- [WRITTEN PROBLEM] Write out the whole listing again, exactly as given.

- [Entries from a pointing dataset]
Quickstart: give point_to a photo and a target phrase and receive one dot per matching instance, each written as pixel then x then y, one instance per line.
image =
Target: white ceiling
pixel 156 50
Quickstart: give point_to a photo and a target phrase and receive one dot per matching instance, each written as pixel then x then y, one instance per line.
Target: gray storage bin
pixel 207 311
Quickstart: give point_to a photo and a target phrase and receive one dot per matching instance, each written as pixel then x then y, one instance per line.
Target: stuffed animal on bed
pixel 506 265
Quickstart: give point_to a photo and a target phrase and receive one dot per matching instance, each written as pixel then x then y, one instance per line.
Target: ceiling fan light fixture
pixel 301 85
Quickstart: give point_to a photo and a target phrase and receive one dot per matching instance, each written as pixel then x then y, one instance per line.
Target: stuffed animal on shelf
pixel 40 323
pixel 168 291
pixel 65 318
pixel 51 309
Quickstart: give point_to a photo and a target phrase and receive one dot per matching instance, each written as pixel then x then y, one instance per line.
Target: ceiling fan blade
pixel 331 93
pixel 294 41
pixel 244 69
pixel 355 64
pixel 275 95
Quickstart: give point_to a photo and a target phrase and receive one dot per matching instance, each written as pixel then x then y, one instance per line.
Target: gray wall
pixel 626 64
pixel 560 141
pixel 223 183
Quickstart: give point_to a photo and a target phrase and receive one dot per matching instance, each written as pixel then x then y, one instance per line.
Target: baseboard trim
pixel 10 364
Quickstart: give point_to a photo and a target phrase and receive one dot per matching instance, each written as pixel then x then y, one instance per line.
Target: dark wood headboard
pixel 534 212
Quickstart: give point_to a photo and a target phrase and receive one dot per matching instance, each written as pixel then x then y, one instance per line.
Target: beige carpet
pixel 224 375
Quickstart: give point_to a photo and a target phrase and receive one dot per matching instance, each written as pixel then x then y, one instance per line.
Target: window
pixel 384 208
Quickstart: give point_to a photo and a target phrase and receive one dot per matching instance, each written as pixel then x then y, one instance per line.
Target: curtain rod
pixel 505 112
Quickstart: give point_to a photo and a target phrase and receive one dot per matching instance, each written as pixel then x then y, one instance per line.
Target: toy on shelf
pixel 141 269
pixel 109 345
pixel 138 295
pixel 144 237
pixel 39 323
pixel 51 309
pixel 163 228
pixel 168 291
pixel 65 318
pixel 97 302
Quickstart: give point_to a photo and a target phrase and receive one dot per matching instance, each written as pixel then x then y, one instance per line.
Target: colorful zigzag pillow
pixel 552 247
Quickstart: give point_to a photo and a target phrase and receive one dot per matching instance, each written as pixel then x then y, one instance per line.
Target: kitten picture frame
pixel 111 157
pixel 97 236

- [EXERCISE ANSWER]
Quickstart: give point_to a photo and a target phrase and receive one dot per matching instance, each written as pixel then x then y, one instance per line.
image =
Target: white ceiling
pixel 156 50
Quickstart: give point_to a photo and a target phrase and receive one dot per matching instance, each written as pixel then x then y, one instance per line.
Target: gray storage bin
pixel 207 311
Quickstart: give point_to a photo and a target phrase and receive one dot per matching instance, each written as pixel then x then y, one instance per line.
Target: stuffed animal on bed
pixel 506 265
Quickstart: give point_to a photo and a target phrase and receive one dot per matching instance, each written as pixel then x then y, one instance per line.
Target: ceiling fan light fixture
pixel 301 85
Quickstart: give point_to a photo and a target phrase and receive one dot per matching instance, each written as pixel then x then y, one instance per line.
Target: stuffed animal on shelf
pixel 40 323
pixel 168 291
pixel 65 318
pixel 51 309
Quickstart: give point_to a photo and a target phrase and receive one dot per matching instance, each written as pixel then x then y, one instance per line.
Target: ceiling fan blade
pixel 331 93
pixel 294 41
pixel 244 69
pixel 355 64
pixel 275 95
Quickstart: give point_to a photo and a target phrase and receive one dot per matching instance, each written as pixel then x then y, one instance per line.
Target: gray wall
pixel 626 64
pixel 560 141
pixel 223 183
Quickstart: give point_to a photo and a target phrase and receive one dot per matching instance, each written as pixel then x then y, one instance per line.
Target: baseboard trim
pixel 10 364
Quickstart: give point_to a photo and a target phrase and receive one dot per matching instance, each written as pixel then x then y, one instance per line.
Target: dark wood headboard
pixel 534 212
Quickstart: give point_to a photo and a target phrase and receive one dot per matching instance, each written as pixel then x then y, one instance per line.
Target: beige carpet
pixel 224 375
Quickstart: give point_to a photo and a target phrase and receive one dot per matching instance, each written as pixel then x then y, one instance per line.
Target: window
pixel 384 208
Quickstart: give point_to a photo and a target phrase and receive one dot per matching instance, each written as pixel then x then y, one instance per line.
Target: curtain rod
pixel 505 112
Quickstart: give point_to a photo and a target phrase and receive one dot per matching instance, each written as pixel then x then y, one instance per line.
Target: toy on shelf
pixel 141 269
pixel 109 345
pixel 138 295
pixel 144 237
pixel 39 323
pixel 51 309
pixel 163 228
pixel 168 291
pixel 65 318
pixel 97 302
Quickstart: give point_to a photo and a target phrase and receive one dot per matching instance, each written as pixel then x then y, one instance per line.
Target: colorful zigzag pillow
pixel 552 247
Quickstart: give point_to a photo and a target phrase and receive one dot per matching instance, each written as pixel then x then y, one instance per line.
Target: kitten picture frame
pixel 111 157
pixel 97 236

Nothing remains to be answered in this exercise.